(Dataset items)
§
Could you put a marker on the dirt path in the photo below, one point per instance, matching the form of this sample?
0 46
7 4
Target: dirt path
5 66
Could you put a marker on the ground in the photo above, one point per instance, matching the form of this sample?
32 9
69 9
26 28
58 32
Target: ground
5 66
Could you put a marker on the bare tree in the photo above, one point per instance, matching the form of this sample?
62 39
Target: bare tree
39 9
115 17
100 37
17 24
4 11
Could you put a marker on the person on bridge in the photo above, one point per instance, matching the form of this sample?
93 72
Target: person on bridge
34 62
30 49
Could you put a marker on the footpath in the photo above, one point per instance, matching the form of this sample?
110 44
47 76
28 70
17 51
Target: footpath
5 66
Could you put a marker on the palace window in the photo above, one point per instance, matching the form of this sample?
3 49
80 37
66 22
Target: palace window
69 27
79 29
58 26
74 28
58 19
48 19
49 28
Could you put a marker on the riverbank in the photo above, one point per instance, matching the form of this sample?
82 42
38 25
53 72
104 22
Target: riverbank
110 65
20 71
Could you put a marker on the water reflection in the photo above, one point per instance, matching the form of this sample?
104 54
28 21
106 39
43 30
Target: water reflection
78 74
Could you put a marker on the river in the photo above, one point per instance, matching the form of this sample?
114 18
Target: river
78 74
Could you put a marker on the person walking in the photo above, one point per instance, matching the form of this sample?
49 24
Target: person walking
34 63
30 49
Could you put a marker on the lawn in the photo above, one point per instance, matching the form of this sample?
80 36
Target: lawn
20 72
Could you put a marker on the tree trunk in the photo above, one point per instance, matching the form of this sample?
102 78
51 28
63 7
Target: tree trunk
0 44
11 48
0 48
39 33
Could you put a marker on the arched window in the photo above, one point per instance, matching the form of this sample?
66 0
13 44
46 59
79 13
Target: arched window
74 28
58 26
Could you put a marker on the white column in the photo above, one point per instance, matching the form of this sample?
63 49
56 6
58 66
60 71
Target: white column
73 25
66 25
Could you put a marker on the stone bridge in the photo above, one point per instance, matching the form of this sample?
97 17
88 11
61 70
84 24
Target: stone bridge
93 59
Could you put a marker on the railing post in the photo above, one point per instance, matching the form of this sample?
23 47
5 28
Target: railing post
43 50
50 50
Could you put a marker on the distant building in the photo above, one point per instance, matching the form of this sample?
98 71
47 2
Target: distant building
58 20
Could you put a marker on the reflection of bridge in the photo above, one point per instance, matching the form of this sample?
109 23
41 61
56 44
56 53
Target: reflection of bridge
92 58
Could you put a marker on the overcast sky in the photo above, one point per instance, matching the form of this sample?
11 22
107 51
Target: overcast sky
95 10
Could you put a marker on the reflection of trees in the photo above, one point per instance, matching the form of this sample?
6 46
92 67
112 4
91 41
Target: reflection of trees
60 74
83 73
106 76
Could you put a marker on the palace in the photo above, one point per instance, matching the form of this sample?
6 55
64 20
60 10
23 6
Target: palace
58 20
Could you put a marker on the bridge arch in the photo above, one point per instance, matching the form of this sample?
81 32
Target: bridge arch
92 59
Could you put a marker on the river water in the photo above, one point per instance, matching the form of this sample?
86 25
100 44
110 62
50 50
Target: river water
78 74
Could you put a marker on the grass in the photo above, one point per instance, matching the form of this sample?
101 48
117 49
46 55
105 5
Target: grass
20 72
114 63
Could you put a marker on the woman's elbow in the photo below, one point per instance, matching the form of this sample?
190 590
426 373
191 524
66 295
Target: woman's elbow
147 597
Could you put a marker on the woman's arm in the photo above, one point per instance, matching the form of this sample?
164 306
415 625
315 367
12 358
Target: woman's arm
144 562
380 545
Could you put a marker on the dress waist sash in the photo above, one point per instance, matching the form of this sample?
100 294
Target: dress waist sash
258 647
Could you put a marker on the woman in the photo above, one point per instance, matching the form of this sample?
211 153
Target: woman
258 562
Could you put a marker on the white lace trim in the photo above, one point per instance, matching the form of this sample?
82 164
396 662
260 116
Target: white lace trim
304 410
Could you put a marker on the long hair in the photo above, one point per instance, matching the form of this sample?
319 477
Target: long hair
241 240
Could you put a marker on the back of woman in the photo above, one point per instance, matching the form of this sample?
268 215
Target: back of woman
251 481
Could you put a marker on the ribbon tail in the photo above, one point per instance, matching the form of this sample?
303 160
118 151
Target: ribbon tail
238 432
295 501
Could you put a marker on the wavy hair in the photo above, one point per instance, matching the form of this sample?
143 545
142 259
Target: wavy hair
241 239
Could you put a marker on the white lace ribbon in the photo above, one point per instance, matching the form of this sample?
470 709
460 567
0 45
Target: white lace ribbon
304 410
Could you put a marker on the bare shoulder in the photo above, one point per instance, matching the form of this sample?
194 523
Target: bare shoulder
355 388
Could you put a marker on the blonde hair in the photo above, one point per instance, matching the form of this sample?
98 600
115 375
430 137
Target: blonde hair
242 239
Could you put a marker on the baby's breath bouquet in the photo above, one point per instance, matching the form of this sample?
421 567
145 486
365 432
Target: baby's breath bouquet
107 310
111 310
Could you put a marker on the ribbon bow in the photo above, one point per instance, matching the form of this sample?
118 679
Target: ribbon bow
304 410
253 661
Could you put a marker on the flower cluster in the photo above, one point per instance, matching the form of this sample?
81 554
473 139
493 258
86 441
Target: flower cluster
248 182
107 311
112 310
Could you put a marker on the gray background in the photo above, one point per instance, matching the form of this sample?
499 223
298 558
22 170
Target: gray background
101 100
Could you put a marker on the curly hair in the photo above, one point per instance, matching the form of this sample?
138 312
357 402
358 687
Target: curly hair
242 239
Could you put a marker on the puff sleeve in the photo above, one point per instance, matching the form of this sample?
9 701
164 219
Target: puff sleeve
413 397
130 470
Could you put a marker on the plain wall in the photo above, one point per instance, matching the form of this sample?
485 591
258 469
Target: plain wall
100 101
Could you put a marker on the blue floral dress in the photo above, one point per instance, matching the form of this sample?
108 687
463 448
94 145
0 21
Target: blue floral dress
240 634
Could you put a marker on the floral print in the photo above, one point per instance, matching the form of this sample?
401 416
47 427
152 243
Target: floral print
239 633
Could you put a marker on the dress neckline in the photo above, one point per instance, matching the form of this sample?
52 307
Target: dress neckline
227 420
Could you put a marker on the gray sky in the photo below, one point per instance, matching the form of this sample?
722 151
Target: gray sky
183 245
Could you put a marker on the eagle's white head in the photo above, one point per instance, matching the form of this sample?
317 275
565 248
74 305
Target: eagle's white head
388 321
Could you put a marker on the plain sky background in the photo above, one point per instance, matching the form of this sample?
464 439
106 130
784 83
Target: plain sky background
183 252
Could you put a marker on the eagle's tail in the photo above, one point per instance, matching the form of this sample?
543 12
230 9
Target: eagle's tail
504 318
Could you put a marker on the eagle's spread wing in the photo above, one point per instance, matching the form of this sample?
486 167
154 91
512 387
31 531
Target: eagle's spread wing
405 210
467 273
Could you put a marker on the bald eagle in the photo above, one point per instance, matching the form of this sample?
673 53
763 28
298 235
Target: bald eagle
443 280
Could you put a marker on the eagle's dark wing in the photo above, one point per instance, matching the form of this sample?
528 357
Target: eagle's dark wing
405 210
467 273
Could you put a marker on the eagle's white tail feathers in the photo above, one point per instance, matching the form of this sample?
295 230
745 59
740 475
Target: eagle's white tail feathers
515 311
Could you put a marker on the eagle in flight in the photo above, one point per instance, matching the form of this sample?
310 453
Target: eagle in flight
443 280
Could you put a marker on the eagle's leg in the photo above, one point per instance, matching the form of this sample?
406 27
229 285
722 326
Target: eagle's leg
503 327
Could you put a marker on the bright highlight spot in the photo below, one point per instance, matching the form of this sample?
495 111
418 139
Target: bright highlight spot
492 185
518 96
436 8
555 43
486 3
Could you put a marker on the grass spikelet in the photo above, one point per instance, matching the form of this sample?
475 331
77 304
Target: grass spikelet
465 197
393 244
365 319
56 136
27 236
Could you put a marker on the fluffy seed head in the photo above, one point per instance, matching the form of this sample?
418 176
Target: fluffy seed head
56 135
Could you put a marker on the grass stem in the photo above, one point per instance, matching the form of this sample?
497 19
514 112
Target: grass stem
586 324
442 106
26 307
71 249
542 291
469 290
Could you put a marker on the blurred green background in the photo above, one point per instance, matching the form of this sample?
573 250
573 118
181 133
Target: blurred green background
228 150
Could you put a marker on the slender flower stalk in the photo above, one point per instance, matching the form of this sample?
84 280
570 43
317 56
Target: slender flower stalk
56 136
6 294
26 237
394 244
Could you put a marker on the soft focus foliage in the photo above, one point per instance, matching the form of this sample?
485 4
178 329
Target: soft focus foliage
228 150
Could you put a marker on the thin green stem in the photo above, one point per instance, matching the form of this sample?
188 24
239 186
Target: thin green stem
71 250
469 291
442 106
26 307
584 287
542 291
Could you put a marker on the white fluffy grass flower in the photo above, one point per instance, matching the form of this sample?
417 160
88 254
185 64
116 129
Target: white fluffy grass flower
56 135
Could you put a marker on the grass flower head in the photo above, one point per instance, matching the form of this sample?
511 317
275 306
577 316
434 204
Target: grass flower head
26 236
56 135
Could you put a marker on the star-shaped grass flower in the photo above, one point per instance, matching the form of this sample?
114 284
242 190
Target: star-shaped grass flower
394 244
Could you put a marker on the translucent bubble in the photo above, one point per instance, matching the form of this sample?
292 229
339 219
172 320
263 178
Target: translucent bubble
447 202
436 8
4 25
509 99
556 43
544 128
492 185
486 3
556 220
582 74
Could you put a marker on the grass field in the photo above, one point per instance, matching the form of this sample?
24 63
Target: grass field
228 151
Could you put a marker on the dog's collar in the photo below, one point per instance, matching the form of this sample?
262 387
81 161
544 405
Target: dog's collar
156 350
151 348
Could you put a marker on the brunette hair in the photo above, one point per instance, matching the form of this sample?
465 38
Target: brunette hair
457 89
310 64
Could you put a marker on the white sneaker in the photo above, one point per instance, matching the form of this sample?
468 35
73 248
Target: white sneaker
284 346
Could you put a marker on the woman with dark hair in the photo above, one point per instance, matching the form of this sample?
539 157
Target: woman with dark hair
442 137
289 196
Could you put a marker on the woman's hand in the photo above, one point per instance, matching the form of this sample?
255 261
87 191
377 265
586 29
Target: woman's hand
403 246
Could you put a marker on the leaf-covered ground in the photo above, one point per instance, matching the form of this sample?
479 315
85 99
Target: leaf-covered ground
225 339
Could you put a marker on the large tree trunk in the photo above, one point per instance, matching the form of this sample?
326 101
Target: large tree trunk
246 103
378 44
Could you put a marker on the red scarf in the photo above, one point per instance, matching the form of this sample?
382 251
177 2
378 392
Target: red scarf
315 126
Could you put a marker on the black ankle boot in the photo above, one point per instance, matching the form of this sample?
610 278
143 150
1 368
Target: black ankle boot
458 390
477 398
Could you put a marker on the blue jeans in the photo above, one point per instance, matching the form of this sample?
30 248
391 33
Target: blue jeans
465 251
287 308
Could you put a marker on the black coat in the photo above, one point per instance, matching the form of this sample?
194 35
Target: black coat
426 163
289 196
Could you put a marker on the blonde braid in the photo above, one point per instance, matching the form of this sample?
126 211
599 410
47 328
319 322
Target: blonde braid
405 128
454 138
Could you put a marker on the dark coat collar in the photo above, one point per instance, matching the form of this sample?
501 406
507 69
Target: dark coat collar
§
- Task goal: Write out only what runs from the line holding "Target: black coat" through the last line of the records, exactly as shown.

- Expected answer:
Target: black coat
426 163
289 196
Could you put a marker on the blonde braid in the photo above, one point per instance, matching the form of this sample?
126 211
599 410
47 328
319 322
Target: blonde braid
405 128
454 138
Could you put a marker on the dark coat collar in the photo above, one point per instance, matching the form of this sample?
501 406
507 69
Target: dark coat collar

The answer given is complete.